[What the task asks]
Your answer should be the records below, written out exactly.

[Records for this exercise]
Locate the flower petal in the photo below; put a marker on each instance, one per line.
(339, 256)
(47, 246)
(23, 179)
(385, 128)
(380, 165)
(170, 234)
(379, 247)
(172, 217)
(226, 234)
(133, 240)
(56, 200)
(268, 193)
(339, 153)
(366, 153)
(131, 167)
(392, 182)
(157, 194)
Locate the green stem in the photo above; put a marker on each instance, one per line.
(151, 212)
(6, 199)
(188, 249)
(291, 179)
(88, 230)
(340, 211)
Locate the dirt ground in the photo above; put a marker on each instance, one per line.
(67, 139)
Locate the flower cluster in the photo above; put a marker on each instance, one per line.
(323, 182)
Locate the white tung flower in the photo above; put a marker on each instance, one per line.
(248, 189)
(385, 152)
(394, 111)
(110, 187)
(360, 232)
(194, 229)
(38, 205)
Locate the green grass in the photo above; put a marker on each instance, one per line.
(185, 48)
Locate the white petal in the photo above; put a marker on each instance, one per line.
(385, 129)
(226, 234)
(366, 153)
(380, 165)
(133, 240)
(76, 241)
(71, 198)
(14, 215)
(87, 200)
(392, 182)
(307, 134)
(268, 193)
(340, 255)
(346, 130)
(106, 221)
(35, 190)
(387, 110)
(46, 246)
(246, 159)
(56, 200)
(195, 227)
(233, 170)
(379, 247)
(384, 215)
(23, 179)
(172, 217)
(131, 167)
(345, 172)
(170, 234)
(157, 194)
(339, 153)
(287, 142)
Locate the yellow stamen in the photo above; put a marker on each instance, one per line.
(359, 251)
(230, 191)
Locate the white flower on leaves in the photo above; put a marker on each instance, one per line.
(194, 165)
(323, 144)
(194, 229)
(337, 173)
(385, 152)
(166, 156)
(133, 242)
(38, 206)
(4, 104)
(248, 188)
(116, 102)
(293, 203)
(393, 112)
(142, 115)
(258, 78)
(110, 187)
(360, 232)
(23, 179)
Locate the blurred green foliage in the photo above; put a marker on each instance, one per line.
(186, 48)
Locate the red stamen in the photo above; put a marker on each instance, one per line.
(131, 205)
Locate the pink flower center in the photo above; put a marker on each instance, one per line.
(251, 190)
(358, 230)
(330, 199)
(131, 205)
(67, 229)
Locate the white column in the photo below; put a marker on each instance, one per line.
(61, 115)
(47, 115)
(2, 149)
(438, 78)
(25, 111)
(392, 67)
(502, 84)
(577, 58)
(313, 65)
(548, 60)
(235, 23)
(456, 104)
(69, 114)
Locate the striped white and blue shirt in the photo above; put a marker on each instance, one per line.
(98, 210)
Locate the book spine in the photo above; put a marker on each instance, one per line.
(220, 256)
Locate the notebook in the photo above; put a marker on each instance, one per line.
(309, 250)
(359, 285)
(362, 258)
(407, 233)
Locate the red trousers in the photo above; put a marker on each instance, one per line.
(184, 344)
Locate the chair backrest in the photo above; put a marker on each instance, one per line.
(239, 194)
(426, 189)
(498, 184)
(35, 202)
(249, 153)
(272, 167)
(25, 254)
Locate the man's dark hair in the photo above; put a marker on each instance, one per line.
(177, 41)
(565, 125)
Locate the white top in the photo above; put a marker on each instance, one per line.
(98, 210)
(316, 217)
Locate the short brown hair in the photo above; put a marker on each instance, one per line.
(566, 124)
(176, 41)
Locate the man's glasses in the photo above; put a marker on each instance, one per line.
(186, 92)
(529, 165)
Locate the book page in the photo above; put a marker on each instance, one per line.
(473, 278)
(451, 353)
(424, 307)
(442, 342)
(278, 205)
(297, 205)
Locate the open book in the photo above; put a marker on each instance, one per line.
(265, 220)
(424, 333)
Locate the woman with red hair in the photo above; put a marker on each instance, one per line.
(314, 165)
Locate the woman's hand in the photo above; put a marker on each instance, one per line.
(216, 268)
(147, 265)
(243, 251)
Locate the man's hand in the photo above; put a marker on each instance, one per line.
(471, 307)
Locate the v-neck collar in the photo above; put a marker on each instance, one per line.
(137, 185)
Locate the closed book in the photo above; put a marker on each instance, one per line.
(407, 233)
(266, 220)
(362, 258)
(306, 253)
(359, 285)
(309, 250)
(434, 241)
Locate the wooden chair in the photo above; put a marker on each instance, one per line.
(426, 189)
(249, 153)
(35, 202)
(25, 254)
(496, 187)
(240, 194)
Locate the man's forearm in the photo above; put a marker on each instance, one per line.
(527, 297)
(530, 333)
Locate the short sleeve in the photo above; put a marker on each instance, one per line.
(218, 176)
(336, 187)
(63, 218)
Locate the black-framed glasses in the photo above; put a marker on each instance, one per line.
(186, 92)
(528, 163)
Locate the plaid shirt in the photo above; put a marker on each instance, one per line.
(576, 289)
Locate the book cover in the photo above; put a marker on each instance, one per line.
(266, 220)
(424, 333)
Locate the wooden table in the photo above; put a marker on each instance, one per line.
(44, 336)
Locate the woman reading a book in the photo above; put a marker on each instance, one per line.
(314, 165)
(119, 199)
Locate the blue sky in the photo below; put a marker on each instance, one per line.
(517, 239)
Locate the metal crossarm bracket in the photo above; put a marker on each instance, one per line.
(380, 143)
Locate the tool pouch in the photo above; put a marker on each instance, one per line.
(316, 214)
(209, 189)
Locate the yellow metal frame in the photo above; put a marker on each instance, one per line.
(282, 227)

[Problem solution]
Locate the flower petal in the photo below; put a marker on each instance, one per line.
(339, 256)
(47, 246)
(23, 179)
(385, 128)
(380, 165)
(170, 234)
(379, 247)
(172, 217)
(226, 234)
(133, 240)
(56, 200)
(268, 193)
(339, 153)
(366, 153)
(131, 167)
(392, 182)
(157, 194)
Locate the green stem in the photo above; put a marker on each instance, one per line.
(151, 212)
(6, 199)
(188, 249)
(291, 179)
(88, 230)
(340, 211)
Locate the dirt ground in the photo above; put a marker on each instance, one per line.
(67, 139)
Locate the flower cluster in the photo above; put a marker on each instance, one per line.
(323, 182)
Locate the white tung flower in the photo above; put a marker on each instance, one per line.
(248, 189)
(385, 152)
(394, 111)
(110, 187)
(360, 232)
(194, 229)
(38, 205)
Locate the green grass in the photo above; put a marker on each instance, one per line.
(185, 48)
Locate the white petal in the photo above; put a marker on each instance, one per line.
(385, 129)
(226, 234)
(366, 153)
(380, 165)
(133, 240)
(76, 241)
(71, 198)
(14, 215)
(87, 200)
(392, 182)
(307, 134)
(268, 193)
(340, 255)
(346, 130)
(106, 221)
(35, 190)
(387, 110)
(46, 246)
(246, 159)
(56, 200)
(195, 227)
(233, 170)
(379, 247)
(384, 215)
(23, 179)
(172, 217)
(131, 167)
(345, 172)
(170, 234)
(157, 194)
(339, 153)
(287, 142)
Locate the yellow stamen in the photo above; put a marker on each instance, one per line.
(359, 251)
(230, 191)
Locate the white flower on leaves in the photo above; put a marker on each instance, one per line.
(194, 165)
(323, 144)
(194, 229)
(337, 173)
(385, 152)
(166, 156)
(133, 242)
(38, 206)
(4, 104)
(248, 188)
(116, 102)
(293, 203)
(393, 112)
(142, 115)
(258, 78)
(110, 187)
(360, 232)
(23, 179)
Locate the blurred green foliage in the photo above; put a marker on each instance, one per line.
(186, 48)
Locate the red stamen in the photo above; put a marker on each instance, one per line.
(131, 205)
Locate the pink flower center in the photo above; put a marker on each instance, one per line.
(251, 190)
(358, 230)
(330, 199)
(131, 205)
(67, 229)
Locate the white column in the photo below; put a marker on each instance, one per line.
(61, 115)
(47, 115)
(2, 149)
(438, 78)
(25, 111)
(392, 67)
(502, 84)
(577, 58)
(313, 65)
(548, 60)
(235, 23)
(456, 104)
(69, 114)
Locate the striped white and blue shirt in the photo above; put a marker on each instance, one per line.
(98, 210)
Locate the book spine in the photo above; put a marker on each instance, one per line.
(220, 256)
Locate the notebook in the photo above; put a marker on each instance, one per line.
(309, 250)
(359, 285)
(362, 258)
(407, 233)
Locate the red trousers in the photo above; put a marker on each instance, one per line.
(184, 344)
Locate the chair backrest in the photo above; put a marker on each instance, one per line.
(239, 194)
(426, 189)
(498, 184)
(35, 202)
(249, 153)
(272, 167)
(25, 254)
Locate the man's dark hair in the photo above; put a marker on each instance, one per line.
(177, 41)
(565, 125)
Locate the white top in the photo above; put a marker on each instance, one per line.
(98, 210)
(316, 217)
Locate the short brown hair in the photo above; put a marker on each instance, one per line.
(566, 124)
(176, 41)
Locate the man's glasses in the photo above; put a marker on each instance, one per line.
(186, 92)
(529, 165)
Locate the book page in the photo above; put a marker on each instance, one per line.
(473, 278)
(451, 353)
(424, 307)
(442, 342)
(278, 205)
(297, 205)
Locate the open book in the photo above; put a marker on each instance, one per line.
(265, 220)
(424, 333)
Locate the woman with red hair in the photo above; put a marker on each instance, one per line.
(314, 165)
Locate the woman's hand in the photo above; put a marker on each instance, one per line.
(216, 268)
(147, 265)
(243, 251)
Locate the man's hand in the photo above; put a marker on each instance, one per line.
(471, 307)
Locate the v-neck collar in the photo above; put a marker on each instance, one per line.
(137, 185)
Locate the closed book in the photo above; put a marker on each instance, one per line.
(407, 233)
(266, 220)
(362, 258)
(306, 253)
(359, 285)
(309, 250)
(434, 241)
Locate the wooden chair in the photo above; put a marker on each instance, one per line.
(426, 189)
(249, 153)
(35, 202)
(25, 254)
(496, 187)
(240, 194)
Locate the man's forearm in the photo above; put a marker on each instance, one per line.
(527, 297)
(530, 333)
Locate the short sleeve in the photo above; put a marker on each instance, one per line.
(218, 176)
(336, 187)
(63, 218)
Locate the black-framed glasses in the photo above; put a marker on each instance, one per line.
(186, 92)
(528, 163)
Locate the plaid shirt in the photo above; put a marker on each instance, one per line.
(576, 289)
Locate the book cover in the photo above; put a marker on each instance, one per line.
(266, 220)
(424, 333)
Locate the wooden table in the photo above; put a marker on each instance, one per line.
(44, 336)
Locate the woman reading a book in the photo above; put a marker on each instance, one per line.
(314, 165)
(119, 199)
Locate the blue sky in the photo below; put a marker on each instance, one per line.
(517, 239)
Locate the metal crossarm bracket in the photo above; put a marker on each instance, one per line.
(380, 143)
Locate the tool pouch in the photo above; put a marker on each instance, one per line.
(316, 214)
(209, 189)
Locate the yellow metal frame in the photo above; put a marker on each instance, one per line.
(282, 227)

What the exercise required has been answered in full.